> **THE PROBLEM**
Images do not belong in the copy. Set down all the entries exactly.

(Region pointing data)
● ● ●
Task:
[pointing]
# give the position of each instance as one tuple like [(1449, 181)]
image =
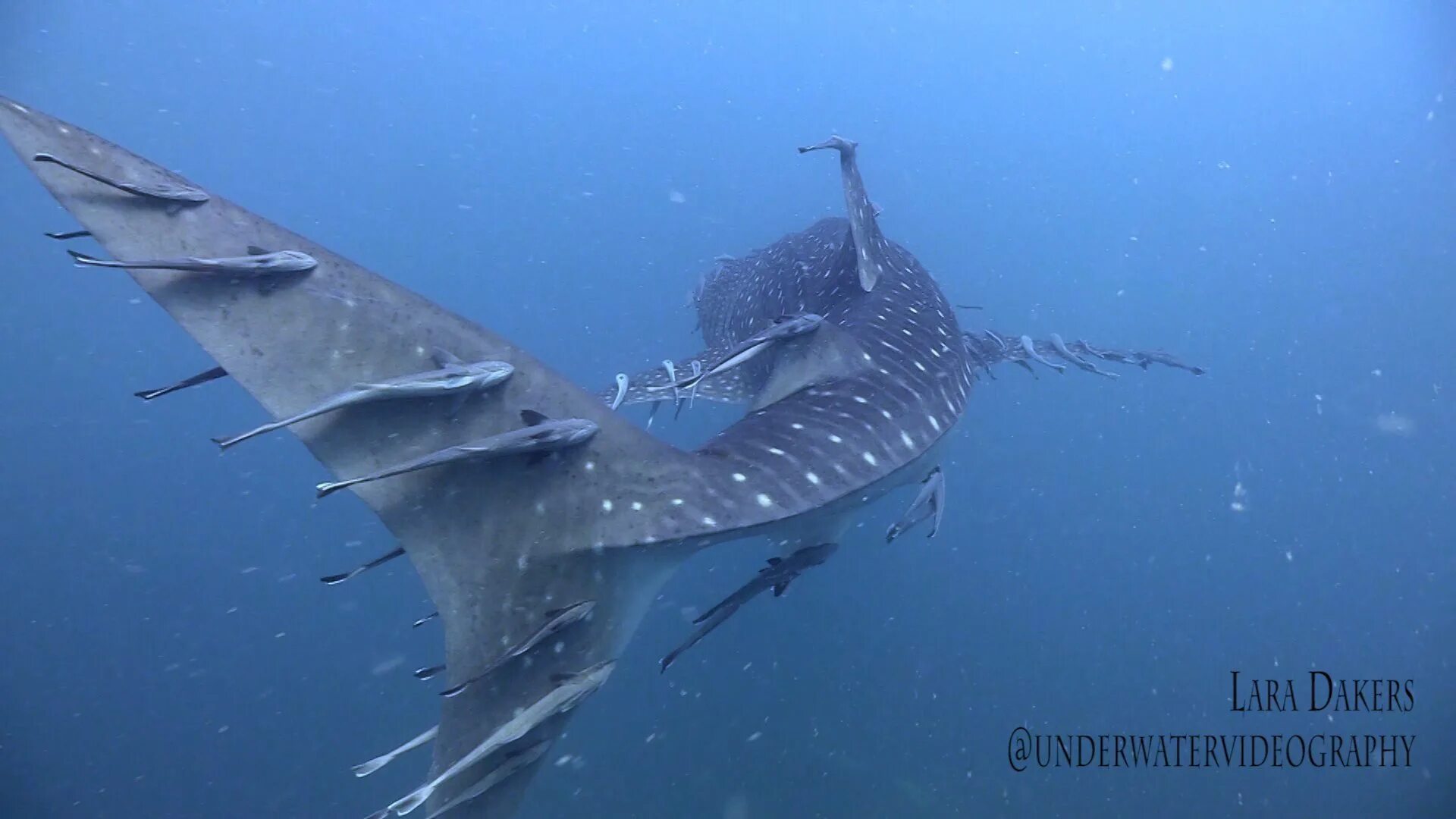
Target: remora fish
[(513, 763), (797, 469), (781, 330), (778, 575), (541, 438), (366, 768), (560, 620), (928, 503), (165, 191), (568, 692), (256, 262), (191, 381)]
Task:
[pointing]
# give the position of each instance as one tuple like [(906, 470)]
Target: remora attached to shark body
[(839, 417)]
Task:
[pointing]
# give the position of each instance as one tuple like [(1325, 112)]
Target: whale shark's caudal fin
[(495, 544)]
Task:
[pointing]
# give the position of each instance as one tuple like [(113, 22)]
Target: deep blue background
[(1280, 206)]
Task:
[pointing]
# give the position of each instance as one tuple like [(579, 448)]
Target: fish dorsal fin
[(816, 357), (871, 248)]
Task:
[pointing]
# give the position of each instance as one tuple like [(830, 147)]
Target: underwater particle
[(384, 667), (1395, 425)]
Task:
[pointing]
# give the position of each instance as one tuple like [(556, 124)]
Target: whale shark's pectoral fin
[(478, 537), (990, 349), (871, 248), (805, 360), (191, 381)]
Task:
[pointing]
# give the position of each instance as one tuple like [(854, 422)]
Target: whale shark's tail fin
[(495, 544)]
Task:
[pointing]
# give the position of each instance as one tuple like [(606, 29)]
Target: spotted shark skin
[(498, 544)]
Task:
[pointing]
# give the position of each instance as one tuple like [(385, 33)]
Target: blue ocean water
[(1266, 190)]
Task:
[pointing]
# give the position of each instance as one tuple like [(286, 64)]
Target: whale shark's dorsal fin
[(871, 248)]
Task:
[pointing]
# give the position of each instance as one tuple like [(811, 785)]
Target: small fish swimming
[(622, 390), (256, 262), (557, 620), (191, 381), (998, 340), (778, 575), (1030, 349), (453, 378), (165, 191), (1082, 363), (514, 761), (362, 569), (928, 503), (672, 378), (571, 689), (753, 346), (539, 439), (366, 768)]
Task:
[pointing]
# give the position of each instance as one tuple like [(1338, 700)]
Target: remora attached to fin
[(824, 354), (870, 243), (478, 538)]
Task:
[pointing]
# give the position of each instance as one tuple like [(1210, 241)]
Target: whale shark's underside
[(541, 521)]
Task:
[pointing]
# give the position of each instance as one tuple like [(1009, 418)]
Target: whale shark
[(835, 419)]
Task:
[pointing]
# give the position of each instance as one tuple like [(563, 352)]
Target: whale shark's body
[(837, 417)]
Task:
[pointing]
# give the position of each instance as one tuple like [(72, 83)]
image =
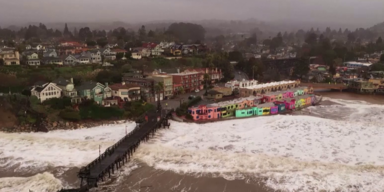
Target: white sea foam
[(69, 148), (44, 182), (295, 153)]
● ● ●
> **TASK RESULT**
Task:
[pointing]
# give the position of each instance as one tuple like [(1449, 181)]
image =
Target: remora fish
[(513, 763), (797, 469), (781, 330), (778, 575), (541, 438), (366, 768), (560, 620), (928, 503), (165, 191), (568, 692), (256, 262), (191, 381)]
Task:
[pointing]
# give the position of each instance as one tuple like [(906, 470)]
Target: remora attached to shark body
[(839, 417)]
Task:
[pointing]
# give the position of each instance as one tuple like [(1325, 112)]
Target: whale shark's caudal fin
[(495, 544)]
Task:
[pointing]
# give the position of each instance as one tuple like [(113, 22)]
Target: deep blue background
[(1280, 206)]
Task:
[pointing]
# give the position of each instance as one tuple like [(579, 448)]
Target: fish dorsal fin
[(816, 357), (871, 248)]
Task:
[pointing]
# give the position of each instance as one tuple like [(830, 147)]
Target: underwater particle
[(384, 667), (1395, 425)]
Task:
[pointing]
# give the position of each instance as one tuple like [(556, 124)]
Target: whale shark's pectoral fin
[(478, 537), (990, 349), (871, 248), (805, 360), (191, 381)]
Task:
[pointing]
# give the position of each instance as one tuple like [(854, 422)]
Target: whale shark's tail fin
[(495, 544)]
Task:
[pointing]
# give the position of each instance as one tuple like [(606, 29)]
Target: spotted shark skin
[(498, 544)]
Task:
[pointing]
# give the position of each instance as one tuple like [(385, 33)]
Target: blue ocean water
[(1266, 190)]
Task:
[pointing]
# give the position of each instance as one tuple like [(286, 64)]
Target: whale shark's dorsal fin
[(871, 248)]
Task:
[pointing]
# give the position of each instance as one tuple like [(811, 785)]
Target: small fish swimming
[(622, 390), (256, 262), (557, 620), (191, 381), (998, 340), (778, 575), (1030, 349), (453, 378), (165, 191), (1082, 363), (514, 761), (362, 569), (928, 503), (672, 378), (571, 689), (753, 346), (539, 439), (366, 768)]
Task:
[pointing]
# give the position of each instance as one tuple like [(1338, 700)]
Target: remora attached to fin
[(824, 354), (870, 243), (478, 538)]
Task:
[pointing]
# give the position of each instance as one tuple like [(1210, 241)]
Target: whale shark's underside
[(541, 521)]
Task:
[pointing]
# give the position of each instance as one tuple like [(1009, 418)]
Target: whale shark
[(835, 419)]
Task:
[pointing]
# give the position of each instance as one tuple like [(563, 352)]
Target: whale shark's body
[(837, 417)]
Task:
[pointing]
# give the position of each instance as one tuple like [(72, 83)]
image =
Target: white sea foam
[(69, 148), (44, 182), (295, 153)]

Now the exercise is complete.